* **DIRECTIONS**:
Exclude the pictures, then repeat the remaining data exactly.

* **STORED DATA**:
○ ○ ○ ○ ○ ○ ○
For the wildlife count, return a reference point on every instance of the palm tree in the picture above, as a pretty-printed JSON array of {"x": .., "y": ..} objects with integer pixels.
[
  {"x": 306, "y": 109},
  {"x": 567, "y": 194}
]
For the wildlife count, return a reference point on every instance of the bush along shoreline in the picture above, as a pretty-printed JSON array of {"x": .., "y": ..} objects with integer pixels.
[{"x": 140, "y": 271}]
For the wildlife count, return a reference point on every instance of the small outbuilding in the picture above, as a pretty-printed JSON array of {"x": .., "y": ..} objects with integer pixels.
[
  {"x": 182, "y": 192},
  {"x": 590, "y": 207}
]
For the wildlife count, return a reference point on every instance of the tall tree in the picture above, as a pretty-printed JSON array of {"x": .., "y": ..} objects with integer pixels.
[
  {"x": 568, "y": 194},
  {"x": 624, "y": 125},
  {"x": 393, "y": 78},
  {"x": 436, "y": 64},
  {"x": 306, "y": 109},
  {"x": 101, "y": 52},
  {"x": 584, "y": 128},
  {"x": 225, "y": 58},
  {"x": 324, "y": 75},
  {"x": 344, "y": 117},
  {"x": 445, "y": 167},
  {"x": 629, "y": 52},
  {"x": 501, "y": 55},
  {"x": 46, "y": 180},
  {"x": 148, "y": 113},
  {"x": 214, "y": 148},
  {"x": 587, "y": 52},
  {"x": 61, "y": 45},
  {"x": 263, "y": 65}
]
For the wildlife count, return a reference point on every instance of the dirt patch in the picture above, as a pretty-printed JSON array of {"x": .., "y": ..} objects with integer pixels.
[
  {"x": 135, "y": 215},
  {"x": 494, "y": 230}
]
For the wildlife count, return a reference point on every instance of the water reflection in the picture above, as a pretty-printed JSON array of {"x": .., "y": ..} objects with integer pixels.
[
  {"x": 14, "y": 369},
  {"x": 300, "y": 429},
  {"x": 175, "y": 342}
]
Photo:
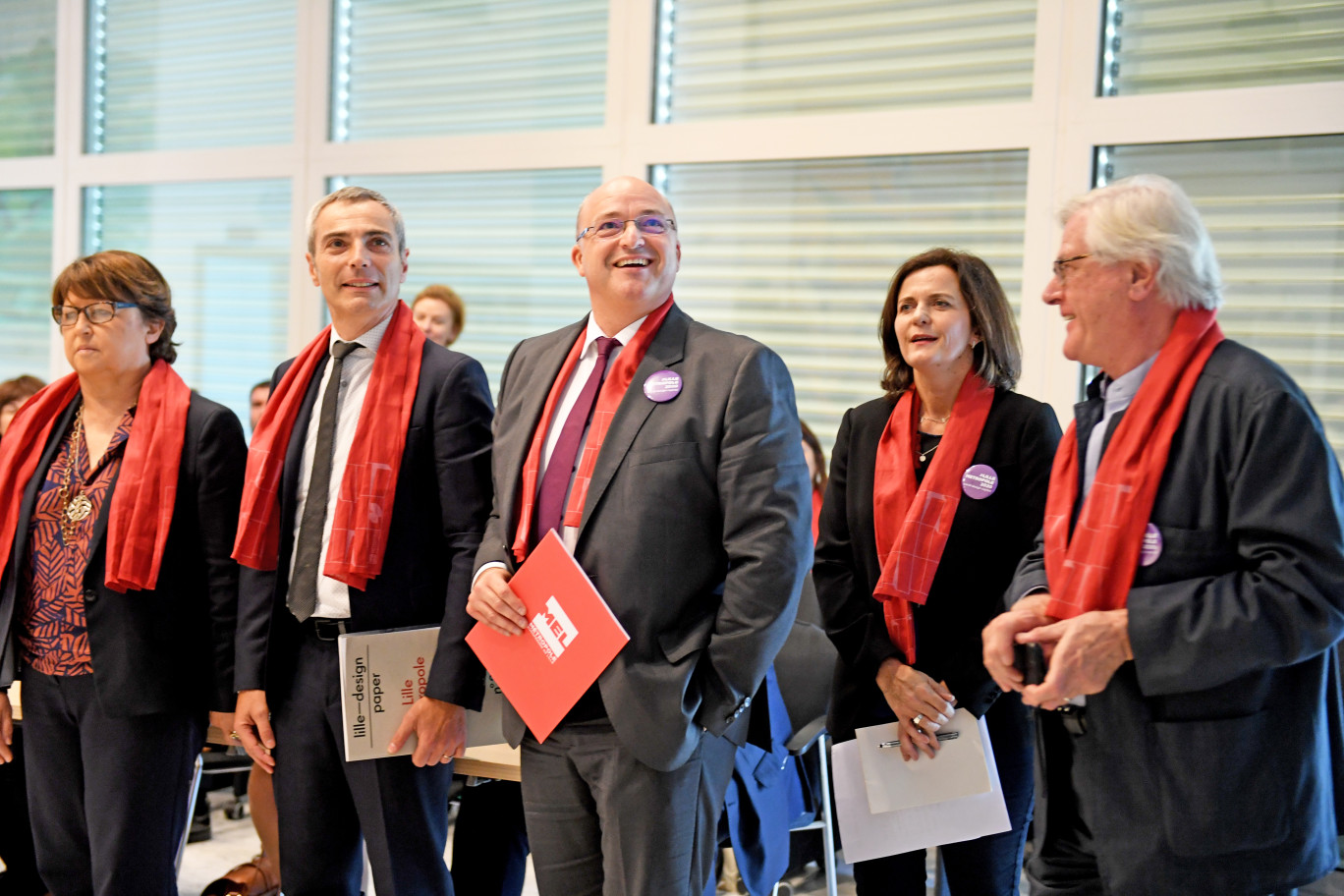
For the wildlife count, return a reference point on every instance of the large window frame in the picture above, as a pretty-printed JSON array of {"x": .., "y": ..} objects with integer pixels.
[{"x": 1059, "y": 127}]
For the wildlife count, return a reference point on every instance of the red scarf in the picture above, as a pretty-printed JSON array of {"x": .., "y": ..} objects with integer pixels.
[
  {"x": 613, "y": 390},
  {"x": 912, "y": 522},
  {"x": 368, "y": 485},
  {"x": 1094, "y": 569},
  {"x": 146, "y": 486}
]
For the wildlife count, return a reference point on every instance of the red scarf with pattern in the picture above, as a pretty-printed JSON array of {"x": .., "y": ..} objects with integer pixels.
[
  {"x": 1094, "y": 569},
  {"x": 912, "y": 523},
  {"x": 364, "y": 505},
  {"x": 142, "y": 500}
]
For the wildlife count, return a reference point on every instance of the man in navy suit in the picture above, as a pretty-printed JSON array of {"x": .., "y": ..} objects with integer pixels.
[
  {"x": 426, "y": 417},
  {"x": 1187, "y": 588},
  {"x": 687, "y": 508}
]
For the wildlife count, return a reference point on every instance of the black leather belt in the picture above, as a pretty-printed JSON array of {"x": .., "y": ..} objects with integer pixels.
[
  {"x": 327, "y": 629},
  {"x": 1074, "y": 719}
]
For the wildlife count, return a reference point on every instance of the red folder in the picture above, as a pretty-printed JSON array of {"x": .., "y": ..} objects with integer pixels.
[{"x": 572, "y": 637}]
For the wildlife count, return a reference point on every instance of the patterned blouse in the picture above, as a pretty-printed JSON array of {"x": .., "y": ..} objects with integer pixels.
[{"x": 53, "y": 630}]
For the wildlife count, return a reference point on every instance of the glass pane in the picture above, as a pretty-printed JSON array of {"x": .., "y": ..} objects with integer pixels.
[
  {"x": 1275, "y": 212},
  {"x": 413, "y": 68},
  {"x": 1150, "y": 46},
  {"x": 501, "y": 241},
  {"x": 26, "y": 282},
  {"x": 731, "y": 58},
  {"x": 179, "y": 74},
  {"x": 28, "y": 77},
  {"x": 799, "y": 254},
  {"x": 225, "y": 249}
]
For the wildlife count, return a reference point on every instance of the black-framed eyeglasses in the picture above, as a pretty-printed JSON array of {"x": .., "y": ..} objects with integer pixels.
[
  {"x": 1061, "y": 271},
  {"x": 614, "y": 226},
  {"x": 98, "y": 311}
]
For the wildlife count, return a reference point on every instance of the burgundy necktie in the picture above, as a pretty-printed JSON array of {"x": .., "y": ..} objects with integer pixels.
[{"x": 559, "y": 469}]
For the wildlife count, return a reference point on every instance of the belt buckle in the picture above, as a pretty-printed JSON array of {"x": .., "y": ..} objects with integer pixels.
[{"x": 1074, "y": 719}]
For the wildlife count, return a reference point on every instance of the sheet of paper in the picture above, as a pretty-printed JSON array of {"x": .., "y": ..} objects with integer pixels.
[
  {"x": 959, "y": 770},
  {"x": 871, "y": 836}
]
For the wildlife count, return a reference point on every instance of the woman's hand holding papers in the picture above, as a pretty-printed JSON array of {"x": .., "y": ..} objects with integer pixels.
[{"x": 913, "y": 695}]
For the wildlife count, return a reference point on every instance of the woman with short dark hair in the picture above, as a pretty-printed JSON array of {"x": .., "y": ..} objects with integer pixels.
[
  {"x": 935, "y": 490},
  {"x": 119, "y": 504}
]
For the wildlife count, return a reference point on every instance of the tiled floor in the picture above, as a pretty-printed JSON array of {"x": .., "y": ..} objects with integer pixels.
[{"x": 234, "y": 841}]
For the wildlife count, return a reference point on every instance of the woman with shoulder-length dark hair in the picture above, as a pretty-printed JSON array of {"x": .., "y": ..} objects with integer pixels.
[
  {"x": 949, "y": 439},
  {"x": 119, "y": 504}
]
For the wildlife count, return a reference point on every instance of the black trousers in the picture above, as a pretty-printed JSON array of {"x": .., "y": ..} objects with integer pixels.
[
  {"x": 489, "y": 841},
  {"x": 327, "y": 804},
  {"x": 108, "y": 797}
]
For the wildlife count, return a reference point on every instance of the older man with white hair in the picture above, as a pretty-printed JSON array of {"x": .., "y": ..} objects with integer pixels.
[{"x": 1187, "y": 588}]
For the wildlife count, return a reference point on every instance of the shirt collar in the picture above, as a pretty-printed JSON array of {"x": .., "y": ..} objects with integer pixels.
[
  {"x": 369, "y": 339},
  {"x": 592, "y": 332}
]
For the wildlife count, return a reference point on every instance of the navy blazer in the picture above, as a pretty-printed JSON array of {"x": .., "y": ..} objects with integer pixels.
[
  {"x": 440, "y": 508},
  {"x": 988, "y": 537},
  {"x": 1209, "y": 757},
  {"x": 170, "y": 649}
]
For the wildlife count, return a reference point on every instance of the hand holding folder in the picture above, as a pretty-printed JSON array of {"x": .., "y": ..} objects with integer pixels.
[{"x": 572, "y": 636}]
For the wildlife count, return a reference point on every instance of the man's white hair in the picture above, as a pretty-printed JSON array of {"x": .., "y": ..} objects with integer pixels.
[{"x": 1149, "y": 218}]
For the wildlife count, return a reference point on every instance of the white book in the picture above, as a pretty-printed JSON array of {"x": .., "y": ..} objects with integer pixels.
[
  {"x": 869, "y": 834},
  {"x": 382, "y": 675}
]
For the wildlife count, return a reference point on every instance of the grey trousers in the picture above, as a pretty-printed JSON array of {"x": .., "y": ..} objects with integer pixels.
[{"x": 602, "y": 822}]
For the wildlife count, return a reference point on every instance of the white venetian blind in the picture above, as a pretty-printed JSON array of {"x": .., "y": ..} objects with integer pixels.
○ ○ ○ ○ ○ ○ ○
* **TASK RESULT**:
For the wildlife count, return a reference point on every instance of the palm tree in the picture above, as a pretty-printed JSON array of {"x": .., "y": ..} objects with integer pixels.
[
  {"x": 306, "y": 109},
  {"x": 567, "y": 194}
]
For the wildlife count, return a reference point on every instance of the bush along shoreline in the picture above, as a pretty-printed JSON array of {"x": .., "y": ..} objects with integer pixels.
[{"x": 140, "y": 271}]
For the wildlife count, return a reference point on every instance of the small outbuilding in the picture above, as a pretty-printed JSON array of {"x": .., "y": ..} objects with integer pixels.
[
  {"x": 182, "y": 192},
  {"x": 590, "y": 207}
]
For the wildlife count, return a reference point on every instance of the tall tree in the picture above, as a pretty-printed JSON array of {"x": .., "y": ..} objects with integer pixels.
[
  {"x": 568, "y": 194},
  {"x": 624, "y": 125},
  {"x": 393, "y": 78},
  {"x": 436, "y": 64},
  {"x": 306, "y": 109},
  {"x": 101, "y": 52},
  {"x": 584, "y": 128},
  {"x": 225, "y": 58},
  {"x": 324, "y": 75},
  {"x": 344, "y": 117},
  {"x": 445, "y": 167},
  {"x": 629, "y": 52},
  {"x": 501, "y": 55},
  {"x": 46, "y": 180},
  {"x": 148, "y": 113},
  {"x": 214, "y": 148},
  {"x": 587, "y": 52},
  {"x": 61, "y": 45},
  {"x": 263, "y": 65}
]
For the wildlife count, return a reference point on every instance of the dirt patch in the picture above, as a pretty-printed JSON array of {"x": .., "y": ..} objects with integer pixels.
[
  {"x": 135, "y": 215},
  {"x": 494, "y": 230}
]
For the wildlife count, return a reference point on every instance of the water reflection in the picture above, as a pretty-printed JSON array of {"x": .., "y": ..} objects with integer pixels.
[
  {"x": 14, "y": 369},
  {"x": 300, "y": 429},
  {"x": 175, "y": 342}
]
Photo:
For the wildlife count, return a reference point on every instance of the large window frame in the picture above, as a pretty-printed JSON array of {"x": .., "y": ..} objects with integer pixels.
[{"x": 1059, "y": 127}]
For the wildlife count, return a reference point on every instance of the red scarf in the picture above, as a pretty-printed JSON array of {"x": .., "y": ..} objects with integer pixels.
[
  {"x": 613, "y": 390},
  {"x": 912, "y": 522},
  {"x": 368, "y": 485},
  {"x": 1094, "y": 569},
  {"x": 146, "y": 486}
]
For the wildlife count, return a reference point on every instance of the red scarf with pattern in the picture above, as a pretty-printed JSON array of {"x": .., "y": ..} objects with integer pixels.
[
  {"x": 1094, "y": 569},
  {"x": 912, "y": 523},
  {"x": 364, "y": 505},
  {"x": 142, "y": 500}
]
For the wildlife count, return a reference point on every instance of the man in navy suit in the picture above, as a pretty-printed JSON array of {"x": .., "y": ..} objects with integer pixels.
[
  {"x": 426, "y": 417},
  {"x": 1187, "y": 588},
  {"x": 687, "y": 508}
]
For the wildlife count, return a reference point on every instance of the black leather belt in the picture above, as a pretty-printed JSON array of {"x": .., "y": ..} objects with integer pixels.
[
  {"x": 327, "y": 629},
  {"x": 1074, "y": 719}
]
For the wildlife count, return a reference point on every instance of the red folder in the picture above, as a pretty-printed JSON array of {"x": .., "y": ..} objects with integer pixels.
[{"x": 572, "y": 637}]
For the wildlife count, return a reference point on every instance of the patterned blouse in the picture above, as a pretty-printed JSON array of {"x": .., "y": ..} objects with integer pixels.
[{"x": 53, "y": 630}]
For the wildlife count, return a reference point on every instance of the glass pane in the picture above, as a pretty-printed JSON array of {"x": .., "y": ..} objects with integer pixels.
[
  {"x": 1275, "y": 212},
  {"x": 413, "y": 68},
  {"x": 1150, "y": 46},
  {"x": 501, "y": 241},
  {"x": 26, "y": 282},
  {"x": 731, "y": 58},
  {"x": 179, "y": 74},
  {"x": 28, "y": 77},
  {"x": 799, "y": 254},
  {"x": 225, "y": 249}
]
For the wildlife count, return a reference point on every instance of the black-framed eyeglasses in the picture above, as a pretty-printed JSON array of {"x": .., "y": ..} objects with integer pixels.
[
  {"x": 1061, "y": 271},
  {"x": 614, "y": 226},
  {"x": 98, "y": 311}
]
For the wildlife count, return a reference point on every instance of the burgundy necktie in the picture above, as a pretty-printed JSON array of {"x": .., "y": ..} objects with integer pixels.
[{"x": 559, "y": 469}]
For the wildlife count, return a reference point on every instance of the belt buckle in the picture above, as a pretty-printed JSON array of {"x": .., "y": ..} objects with integer pixels.
[{"x": 1074, "y": 719}]
For the wildlife count, return a reference point on every instance of the sheet of paper in the picture above, as a pretty-printed JSON array of {"x": .., "y": ..} objects with integer pixels.
[
  {"x": 959, "y": 770},
  {"x": 871, "y": 836}
]
For the wildlife count, return a reference point on every instance of the woman's hand holding papers in the picture above, as a pretty-printed JSON array of {"x": .., "y": ..} objects with integer pixels.
[{"x": 913, "y": 695}]
For the wildlife count, return a reference point on every instance of the woman with short dark hair in the picture above, as a pretty-printed JSON array of {"x": .., "y": ..} objects with integer pixels.
[
  {"x": 935, "y": 490},
  {"x": 119, "y": 504}
]
For the wildlife count, return a reference point on every instance of the tiled floor in the picture above, as a pretty-printed JSON array of {"x": .., "y": ..} objects with integer pixels.
[{"x": 234, "y": 841}]
For the wildlife count, return a reference point on every instance of the woman with shoulder-length dark hair in the picture above, as a pretty-printed JSON array of {"x": .., "y": ..} objects with integer pixels.
[
  {"x": 949, "y": 439},
  {"x": 119, "y": 504}
]
For the wildlife count, return a reference point on every instance of the black trousers in the picture above, as a pretty-printed JSON array of {"x": .., "y": ..} objects with integer pixels.
[
  {"x": 489, "y": 841},
  {"x": 327, "y": 804},
  {"x": 108, "y": 797}
]
For the wildlife count, return a reference point on every instance of the older man with white hair in the picture above, as a pretty-printed JSON array of {"x": .., "y": ..} objects with integer pixels.
[{"x": 1187, "y": 588}]
For the wildlife count, return a reference point on every instance of the shirt collar in the picture above, as a pretty-printed JSON array of {"x": .., "y": ..} objects with integer pixels.
[
  {"x": 369, "y": 339},
  {"x": 592, "y": 332}
]
For the wildlife count, return a reference point on every instance of the navy blazer in the picture above, as a pretty-printed JSON array of {"x": .., "y": ..} objects with integer pixels.
[
  {"x": 440, "y": 508},
  {"x": 988, "y": 537},
  {"x": 1209, "y": 757},
  {"x": 170, "y": 649}
]
For the wildlife count, return a reference point on every instance of the hand holding folder in the picture above, as a pretty-printed JSON array of {"x": .., "y": ..} objects with integer pixels.
[{"x": 572, "y": 636}]
For the wildlife count, return a reference point on every instance of the man's white hair in the picture above, as a pretty-printed JSON array of {"x": .., "y": ..} objects with integer pixels.
[{"x": 1149, "y": 218}]
For the wildlife count, return a reference point on every instance of the white book in the picture above, as a pretty-printed JSON array of {"x": .., "y": ..} objects with integer pixels.
[
  {"x": 869, "y": 834},
  {"x": 382, "y": 675}
]
For the wildlife count, return a reference point on every instance of the grey trousers in the picture above, as a pretty-printed JSON array of {"x": .., "y": ..} objects with integer pixels.
[{"x": 602, "y": 822}]
For the wildlife count, return a reference point on every instance of the white venetian blind in the picture above, as a pretty-printed JSON array of {"x": .., "y": ..} objects with integer pixels.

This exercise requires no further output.